───── Data to examine ─────
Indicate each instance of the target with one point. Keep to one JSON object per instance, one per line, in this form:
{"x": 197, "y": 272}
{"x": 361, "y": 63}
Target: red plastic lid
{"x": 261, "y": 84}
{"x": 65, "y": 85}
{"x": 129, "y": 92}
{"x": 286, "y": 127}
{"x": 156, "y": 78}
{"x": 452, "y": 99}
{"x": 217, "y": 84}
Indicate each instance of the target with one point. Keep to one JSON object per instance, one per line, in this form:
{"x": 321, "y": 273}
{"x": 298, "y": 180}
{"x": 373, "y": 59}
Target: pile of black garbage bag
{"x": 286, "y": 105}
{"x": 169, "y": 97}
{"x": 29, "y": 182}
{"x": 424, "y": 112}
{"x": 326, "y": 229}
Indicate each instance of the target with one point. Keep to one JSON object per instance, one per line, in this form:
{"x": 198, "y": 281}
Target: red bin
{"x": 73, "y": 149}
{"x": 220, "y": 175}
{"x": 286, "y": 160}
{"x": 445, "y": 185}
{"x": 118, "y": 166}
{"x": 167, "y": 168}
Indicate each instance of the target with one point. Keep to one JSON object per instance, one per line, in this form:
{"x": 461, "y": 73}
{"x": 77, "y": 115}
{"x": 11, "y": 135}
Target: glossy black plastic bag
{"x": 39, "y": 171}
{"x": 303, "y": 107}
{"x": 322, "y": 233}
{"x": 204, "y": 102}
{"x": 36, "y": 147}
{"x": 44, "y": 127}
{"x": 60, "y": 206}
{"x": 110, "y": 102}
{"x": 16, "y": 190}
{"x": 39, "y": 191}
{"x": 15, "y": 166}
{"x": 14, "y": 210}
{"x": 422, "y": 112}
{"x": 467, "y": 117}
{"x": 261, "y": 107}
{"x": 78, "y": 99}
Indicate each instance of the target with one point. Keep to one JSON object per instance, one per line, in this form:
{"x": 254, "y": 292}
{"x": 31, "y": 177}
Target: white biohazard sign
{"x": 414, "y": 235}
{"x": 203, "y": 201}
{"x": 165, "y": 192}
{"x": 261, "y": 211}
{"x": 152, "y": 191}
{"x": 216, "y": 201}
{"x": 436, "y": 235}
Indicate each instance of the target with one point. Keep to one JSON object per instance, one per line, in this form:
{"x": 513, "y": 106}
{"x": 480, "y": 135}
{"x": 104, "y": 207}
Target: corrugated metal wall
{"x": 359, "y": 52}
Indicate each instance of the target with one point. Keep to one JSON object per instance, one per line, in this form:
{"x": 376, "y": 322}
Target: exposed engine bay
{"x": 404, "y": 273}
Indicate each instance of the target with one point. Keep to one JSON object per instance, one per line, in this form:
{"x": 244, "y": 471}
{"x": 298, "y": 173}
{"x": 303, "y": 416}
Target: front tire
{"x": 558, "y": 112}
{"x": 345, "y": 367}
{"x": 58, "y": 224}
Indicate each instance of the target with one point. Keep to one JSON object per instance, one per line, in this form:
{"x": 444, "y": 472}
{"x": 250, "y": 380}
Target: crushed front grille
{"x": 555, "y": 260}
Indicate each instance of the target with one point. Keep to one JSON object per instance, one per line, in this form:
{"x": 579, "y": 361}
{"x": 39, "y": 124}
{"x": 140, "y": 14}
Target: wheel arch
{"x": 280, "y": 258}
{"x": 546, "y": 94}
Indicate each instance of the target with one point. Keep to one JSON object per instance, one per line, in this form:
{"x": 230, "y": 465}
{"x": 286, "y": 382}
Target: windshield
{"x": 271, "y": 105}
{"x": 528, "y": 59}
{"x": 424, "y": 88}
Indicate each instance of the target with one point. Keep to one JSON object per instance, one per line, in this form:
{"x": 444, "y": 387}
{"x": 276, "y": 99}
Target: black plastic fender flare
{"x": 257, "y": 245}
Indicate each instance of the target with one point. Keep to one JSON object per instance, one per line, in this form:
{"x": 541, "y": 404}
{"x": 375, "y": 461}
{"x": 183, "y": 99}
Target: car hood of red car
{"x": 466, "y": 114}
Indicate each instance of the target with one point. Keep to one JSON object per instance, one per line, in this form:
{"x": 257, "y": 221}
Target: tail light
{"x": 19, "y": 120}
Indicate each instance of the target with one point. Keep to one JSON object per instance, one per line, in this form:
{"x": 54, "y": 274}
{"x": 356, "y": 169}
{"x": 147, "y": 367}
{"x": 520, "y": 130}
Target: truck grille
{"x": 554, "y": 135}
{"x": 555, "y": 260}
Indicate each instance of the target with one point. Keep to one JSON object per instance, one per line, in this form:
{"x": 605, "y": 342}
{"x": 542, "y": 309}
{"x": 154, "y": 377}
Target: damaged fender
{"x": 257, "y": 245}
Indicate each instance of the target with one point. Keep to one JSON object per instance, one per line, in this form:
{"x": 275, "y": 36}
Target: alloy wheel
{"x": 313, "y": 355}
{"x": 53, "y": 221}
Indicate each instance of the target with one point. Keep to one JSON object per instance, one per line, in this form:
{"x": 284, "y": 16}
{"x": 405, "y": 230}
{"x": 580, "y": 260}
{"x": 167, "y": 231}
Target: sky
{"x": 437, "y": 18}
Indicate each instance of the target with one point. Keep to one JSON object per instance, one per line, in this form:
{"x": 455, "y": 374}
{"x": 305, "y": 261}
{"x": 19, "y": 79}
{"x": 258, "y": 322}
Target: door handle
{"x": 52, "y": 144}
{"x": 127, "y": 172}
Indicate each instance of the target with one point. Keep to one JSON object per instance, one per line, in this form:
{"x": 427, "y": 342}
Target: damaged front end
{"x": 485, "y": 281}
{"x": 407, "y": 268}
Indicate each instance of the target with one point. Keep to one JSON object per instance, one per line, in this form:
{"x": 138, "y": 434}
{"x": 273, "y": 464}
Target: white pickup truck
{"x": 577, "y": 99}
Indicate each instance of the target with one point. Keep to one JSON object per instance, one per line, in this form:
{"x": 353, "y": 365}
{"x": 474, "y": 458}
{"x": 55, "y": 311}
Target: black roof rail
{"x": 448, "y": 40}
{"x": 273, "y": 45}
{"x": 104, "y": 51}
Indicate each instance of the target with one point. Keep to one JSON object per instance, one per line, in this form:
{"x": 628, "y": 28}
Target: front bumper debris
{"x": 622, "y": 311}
─────
• **What the task asks**
When you reach the end of the data, retype all of it exactly.

• **Answer to the problem**
Indicate each instance of the target with one point. Keep to one JSON object per instance, one per line, in this form:
{"x": 197, "y": 272}
{"x": 361, "y": 63}
Target: red plastic lid
{"x": 261, "y": 84}
{"x": 65, "y": 85}
{"x": 129, "y": 92}
{"x": 286, "y": 127}
{"x": 156, "y": 78}
{"x": 452, "y": 99}
{"x": 217, "y": 84}
Indicate each instance of the target with one point. Keep to one JSON object per instance, one per line, in this form:
{"x": 321, "y": 273}
{"x": 298, "y": 180}
{"x": 373, "y": 59}
Target: pile of black garbage bag
{"x": 286, "y": 105}
{"x": 169, "y": 97}
{"x": 29, "y": 182}
{"x": 424, "y": 112}
{"x": 326, "y": 229}
Indicate each instance of the target with one point. Keep to one JSON object per instance, one per line, in this form:
{"x": 198, "y": 281}
Target: red bin
{"x": 73, "y": 149}
{"x": 220, "y": 175}
{"x": 286, "y": 160}
{"x": 445, "y": 185}
{"x": 118, "y": 166}
{"x": 167, "y": 168}
Indicate each instance of the target with one point. Keep to one JSON object per instance, one per line, in this form:
{"x": 461, "y": 73}
{"x": 77, "y": 115}
{"x": 11, "y": 135}
Target: glossy black plastic bag
{"x": 39, "y": 171}
{"x": 303, "y": 107}
{"x": 322, "y": 233}
{"x": 204, "y": 102}
{"x": 36, "y": 147}
{"x": 44, "y": 127}
{"x": 60, "y": 206}
{"x": 110, "y": 102}
{"x": 16, "y": 190}
{"x": 39, "y": 191}
{"x": 15, "y": 166}
{"x": 14, "y": 210}
{"x": 422, "y": 112}
{"x": 467, "y": 117}
{"x": 261, "y": 107}
{"x": 78, "y": 99}
Indicate each instance of the target with one point. Keep to one JSON object per instance, one per line, in this form:
{"x": 254, "y": 292}
{"x": 31, "y": 177}
Target: white biohazard sign
{"x": 414, "y": 235}
{"x": 203, "y": 201}
{"x": 165, "y": 192}
{"x": 261, "y": 211}
{"x": 152, "y": 191}
{"x": 216, "y": 201}
{"x": 436, "y": 235}
Indicate each instance of the target with one point. Keep to one JSON object per instance, one per line, in this form:
{"x": 513, "y": 106}
{"x": 480, "y": 135}
{"x": 104, "y": 207}
Target: corrugated metal wall
{"x": 359, "y": 52}
Indicate each instance of the target with one point. Keep to one JSON object per instance, one per line, in this form:
{"x": 376, "y": 322}
Target: exposed engine bay
{"x": 404, "y": 273}
Indicate each instance of the target with one point. Keep to one JSON object per instance, one per line, in this form:
{"x": 244, "y": 471}
{"x": 298, "y": 173}
{"x": 303, "y": 416}
Target: front tire
{"x": 558, "y": 112}
{"x": 345, "y": 367}
{"x": 58, "y": 224}
Indicate each instance of the target with one point. Keep to one JSON object per instance, one per line, in this form:
{"x": 444, "y": 472}
{"x": 250, "y": 380}
Target: crushed front grille
{"x": 555, "y": 260}
Indicate each instance of the target with one point. Keep to one JSON object per instance, one per line, in this form:
{"x": 579, "y": 361}
{"x": 39, "y": 124}
{"x": 140, "y": 14}
Target: wheel arch
{"x": 280, "y": 258}
{"x": 546, "y": 94}
Indicate each instance of the target with one point. Keep to one JSON object per instance, one per line, in this form:
{"x": 230, "y": 465}
{"x": 286, "y": 382}
Target: windshield
{"x": 271, "y": 105}
{"x": 528, "y": 59}
{"x": 424, "y": 88}
Indicate each instance of the target with one point. Keep to one JSON object per instance, one per line, in this form:
{"x": 444, "y": 387}
{"x": 276, "y": 99}
Target: black plastic fender flare
{"x": 257, "y": 245}
Indicate each instance of the target with one point. Keep to one JSON object per instance, one per line, in this form:
{"x": 541, "y": 404}
{"x": 375, "y": 461}
{"x": 183, "y": 99}
Target: car hood of red car
{"x": 466, "y": 114}
Indicate each instance of the target with one point. Keep to one JSON object per instance, one per line, in this form:
{"x": 257, "y": 221}
Target: tail light
{"x": 19, "y": 120}
Indicate each instance of the target with one point. Keep to one JSON object per instance, one per line, in this form:
{"x": 54, "y": 274}
{"x": 356, "y": 169}
{"x": 147, "y": 367}
{"x": 520, "y": 130}
Target: truck grille
{"x": 554, "y": 135}
{"x": 555, "y": 260}
Indicate each instance of the target with one point. Keep to one JSON object per instance, one per line, in this form:
{"x": 605, "y": 342}
{"x": 542, "y": 309}
{"x": 154, "y": 377}
Target: damaged fender
{"x": 257, "y": 245}
Indicate each instance of the target with one point. Keep to one JSON object per instance, one per line, in this form:
{"x": 275, "y": 36}
Target: alloy wheel
{"x": 313, "y": 355}
{"x": 53, "y": 221}
Indicate each instance of the target with one point. Keep to one JSON object per instance, one per line, in this form:
{"x": 284, "y": 16}
{"x": 405, "y": 230}
{"x": 580, "y": 260}
{"x": 167, "y": 231}
Target: sky
{"x": 437, "y": 18}
Indicate each instance of the target with one point. Keep to one JSON object per instance, one per line, in this form:
{"x": 455, "y": 374}
{"x": 305, "y": 261}
{"x": 19, "y": 79}
{"x": 258, "y": 322}
Target: door handle
{"x": 52, "y": 144}
{"x": 127, "y": 172}
Indicate each instance of the target with one point. Keep to one JSON object per instance, one per line, in this form:
{"x": 427, "y": 342}
Target: damaged front end
{"x": 485, "y": 281}
{"x": 407, "y": 268}
Indicate each instance of the target with one point. Keep to one JSON object per instance, one per line, in this form:
{"x": 138, "y": 434}
{"x": 273, "y": 464}
Target: white pickup truck
{"x": 577, "y": 99}
Indicate each instance of the target with one point. Keep to one JSON object per instance, one per line, in this form:
{"x": 353, "y": 365}
{"x": 474, "y": 458}
{"x": 55, "y": 311}
Target: black roof rail
{"x": 448, "y": 40}
{"x": 273, "y": 45}
{"x": 104, "y": 51}
Indicate each instance of the target with one point. Keep to one JSON object per instance, one per line, in this form:
{"x": 628, "y": 28}
Target: front bumper debris
{"x": 622, "y": 311}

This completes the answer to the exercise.